╭─ Textauszug

Eine lasziv-romantische Mundharmonikamelodie erhebt sich, grundiert von schmiegsamen E-Piano-Pattern. Als das Schlagzeug die Rhythmik zu einem Jazzwaltz festlegt und Streicher langsam das volle Panorama aufziehen, fängt die Kamera Bilder vom sonnengebadeten San Francisco ein.
Es könnte alles so schön sein. Doch Frisco ist die Welt der La Cosa Nostra, der mächtigen Mafiafamilie um den Paten Don Antonio (Martin Balsam). Es ist eine Stadt, in der Mafia und Polizei gegenseitig durchsetzt sind von Korruption und Machtanspruch – in der Familie lebt und stirbt man; nur aussteigen, das ist nicht drin. Sehr zum Leidwesen von Thomas Accardo (Tomás Milián), dem Patensohn des Don. Thomas hat zwei Jahre gesiebte Luft geatmet und genug von der Familie. Er wird natürlich schweigen, will sich aber mit seiner Freundin (Dagmar Lassander) zur Ruhe setzen. Der Don ist einverstanden. Doch beide haben die Rechnung ohne Kapo Garofalo (Francisco Rabal) gemacht, der Thomas’ Treuebruch zum Anlass nimmt um einen blutigen Krieg anzuzetteln. Während sich die Familie unaufhörlich dezimiert, packt Thomas die Ehre – und gemeinsam mit seinem ‘Vater’ Don Antonio geht er in einer Vendetta zum Gegenangriff über. Denn in der Hölle ist für mehr als ein Dutzend reserviert.
Balsam, Milián, De Martino – ein Triumvirat mit Mission: einen Mafiafilm drehen, der nicht die politische Dimension in den Blick nimmt, sich gleichzeitig jeder Verzierung eines DER PATE (1972) enthält, sondern roh und kantig zeigt, wie ein Bandenkrieg in der Familie abläuft. Diese Mission geht mit IM DUTZEND ZUR HÖLLE vollends auf. De Martino war selten der große Visionär, wusste jedoch stets seine Techniken perfekt für exzellente Genreware einzusetzen – so auch hier. Wie er den Spannungsbogen langsam aufzieht, die Charaktere zeichnet, eine lange Exposition voranstellt; wenn er dann ein Feuerwerk an Action abbrennt, im letzten Drittel den Schauplatz wechselt und in Sizilien noch mal den atmosphärischen Nachbrenner zündet, dann weiß man einen großartigen Handwerker auf dem Regiestuhl. Auch vor der Kamera wird es hochdramatisch, denn Martin Balsam ist wie geschaffen für die Rolle des alternden, etwas gutmütigen Don Antonio. Faszinierend zu betrachten, wenn er dieselbe Ruhe und Abgeklärtheit an den Tag legt, als er reihenweise seine Feinde mit einem Maschinengewehr niedermäht. Tomás Milián, sonst eher für das exaltierte Aufdrehen bekannt, schaltet bewusst einen Gang herunter und zeigt sich von großer Eindringlichkeit; sein nachdenklicher Charakter sitzt ihm wie eine zweite Haut und beweist erneut Miliáns schauspielerische Meisterschaft. Das sich bei diesem Duo die übrigen Darsteller jeden Meter Filmpräsenz erarbeiten müssen, dürfte klar sein. Dass es Heroen wie Rabal, Fajardo oder Tamberlini dennoch gelingt, spricht für die Verve, mit der sie sich ins Bild setzen – lediglich Dagmar Lassander kann aus einer leider sehr eindimensionalen Rolle wenig machen.

╰─
╭─ Datensatz

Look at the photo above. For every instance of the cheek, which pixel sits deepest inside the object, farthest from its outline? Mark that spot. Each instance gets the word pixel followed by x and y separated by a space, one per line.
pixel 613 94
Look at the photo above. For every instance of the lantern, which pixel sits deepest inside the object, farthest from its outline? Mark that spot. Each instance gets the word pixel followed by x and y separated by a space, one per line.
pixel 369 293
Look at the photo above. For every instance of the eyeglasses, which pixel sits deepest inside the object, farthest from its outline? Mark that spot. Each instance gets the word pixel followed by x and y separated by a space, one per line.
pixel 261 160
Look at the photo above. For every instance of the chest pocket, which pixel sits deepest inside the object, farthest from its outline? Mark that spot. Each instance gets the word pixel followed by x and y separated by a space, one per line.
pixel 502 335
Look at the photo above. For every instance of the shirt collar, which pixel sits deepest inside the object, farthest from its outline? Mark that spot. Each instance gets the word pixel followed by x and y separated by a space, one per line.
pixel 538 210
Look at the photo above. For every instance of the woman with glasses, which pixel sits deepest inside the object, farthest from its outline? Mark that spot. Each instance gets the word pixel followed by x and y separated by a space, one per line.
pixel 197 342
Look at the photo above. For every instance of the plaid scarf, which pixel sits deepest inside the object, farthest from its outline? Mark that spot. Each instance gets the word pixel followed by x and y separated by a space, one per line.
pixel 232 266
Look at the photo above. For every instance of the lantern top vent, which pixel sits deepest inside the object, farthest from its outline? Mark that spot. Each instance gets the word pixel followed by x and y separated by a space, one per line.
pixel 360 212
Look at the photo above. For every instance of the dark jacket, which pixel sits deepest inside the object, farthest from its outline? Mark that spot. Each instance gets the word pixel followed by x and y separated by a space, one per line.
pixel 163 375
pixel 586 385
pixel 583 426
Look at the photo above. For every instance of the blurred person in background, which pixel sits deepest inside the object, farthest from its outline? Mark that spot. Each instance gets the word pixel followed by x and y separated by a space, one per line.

╰─

Deine Aufgabe: Nenne bitte alle Schauspieler, die in der Filmbesprechung in Klammern hinter einer Figur stehen, und gib zu jedem die jeweilige Figur an. Die Auflistung spielt für die Bearbeitung keine Rolle.

Lösung:
- Martin Balsam: Don Antonio
- Tomás Milián: Thomas Accardo
- Dagmar Lassander: die Freundin von Thomas
- Francisco Rabal: Kapo Garofalo